Text under study:
But if Bayer does decide to split itself up, then its chemicals arm looks somewhat underweight to compete as a major player, so a merger of some sort could be attractive. A cash sale of the E.On stake in Degussa would certainly stretch most acquirers, given its size; a flotation is a third possibility, always very dependent on the economic and stockmarket conditions of the time.

While Degussa has been focusing down, Industri Kapital continued its acquisitional build up in Scandinavian chemicals with a surprise, and somewhat controversial bid in August, to take the Finnish government's 56% holding in Kemira.

It plans to merge its existing operations Dynea and Sydsvenska Kemi (SSK) with Kemira, into a E4.3bn turnover business, in which the government will still hold a minority 34% stake. The new company, to be headed up by current Kemira boss Tauno Pihlava, will be based in Helsinki and will likely be relisted on the stock market within 3-5 years after restructuring.

Dynea and SSK already combine the businesses of Neste Chemicals, Dyno Chemicals and Perstorp, which Industri Kapital has acquired and put together in recent years. Its aim, says chief executive officer and chairman Bjorn Saven: 'is to build a worldclass speciality chemicals group... and we are convinced we have found an excellent partner in Kemira to achieve this.'

The privatisation of Kemira through a sale to a venture capital player has inevitably caused a lot of concern amongst Finnish unions, worried about job security and cut backs during restructuring. The deal still needs to be approved by Finland's parliament.

So, despite a gloomy outlook for chemicals profitability next year, M&A activity look certain to continue, at least as deals already announced go through to completion.

But we are unlikely to see much venture capital-backed activity as the appetite of the major funds has been dulled. Indeed, many of their seemingly attractive acquisitions will be performing below expectations for some while. It will be the deep pockets of the global energy-backed chemicals concerns who will make the running in the next few years, bolstered by ongoing restructuring in the Germany chemicals sector.

Directions for this task: From the article on chemicals-industry mergers, translate this sentence into French: "The new company, to be headed up by current Kemira boss Tauno Pihlava, will be based in Helsinki and will likely be relisted on the stock market within 3-5 years after restructuring."

The data:
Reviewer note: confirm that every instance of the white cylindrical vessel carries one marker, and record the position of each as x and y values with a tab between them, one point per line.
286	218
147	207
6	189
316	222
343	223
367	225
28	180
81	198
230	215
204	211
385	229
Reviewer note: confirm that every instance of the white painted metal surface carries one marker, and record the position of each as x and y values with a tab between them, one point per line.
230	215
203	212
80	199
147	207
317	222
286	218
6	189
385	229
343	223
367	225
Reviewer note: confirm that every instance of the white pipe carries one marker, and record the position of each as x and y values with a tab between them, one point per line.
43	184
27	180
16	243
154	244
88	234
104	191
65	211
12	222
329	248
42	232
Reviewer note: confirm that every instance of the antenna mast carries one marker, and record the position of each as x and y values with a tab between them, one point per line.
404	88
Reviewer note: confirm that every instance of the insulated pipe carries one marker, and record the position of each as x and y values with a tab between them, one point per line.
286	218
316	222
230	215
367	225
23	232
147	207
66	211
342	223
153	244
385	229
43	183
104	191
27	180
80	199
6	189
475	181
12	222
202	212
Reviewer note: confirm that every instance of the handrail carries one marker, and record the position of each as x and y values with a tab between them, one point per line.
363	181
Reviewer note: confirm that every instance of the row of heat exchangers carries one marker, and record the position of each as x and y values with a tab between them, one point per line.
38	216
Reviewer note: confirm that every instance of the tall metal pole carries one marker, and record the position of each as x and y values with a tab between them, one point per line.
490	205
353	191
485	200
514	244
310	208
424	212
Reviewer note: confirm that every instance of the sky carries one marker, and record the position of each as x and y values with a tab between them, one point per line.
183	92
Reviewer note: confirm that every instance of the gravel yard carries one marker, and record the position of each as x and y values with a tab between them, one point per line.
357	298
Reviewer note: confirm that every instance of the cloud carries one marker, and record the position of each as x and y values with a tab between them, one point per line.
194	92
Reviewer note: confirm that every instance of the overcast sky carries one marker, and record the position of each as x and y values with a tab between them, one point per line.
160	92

Exercise result: La nouvelle société, qui sera dirigée par l'actuel patron de Kemira, Tauno Pihlava, aura son siège à Helsinki et sera probablement réintroduite en bourse dans un délai de 3 à 5 ans après la restructuration.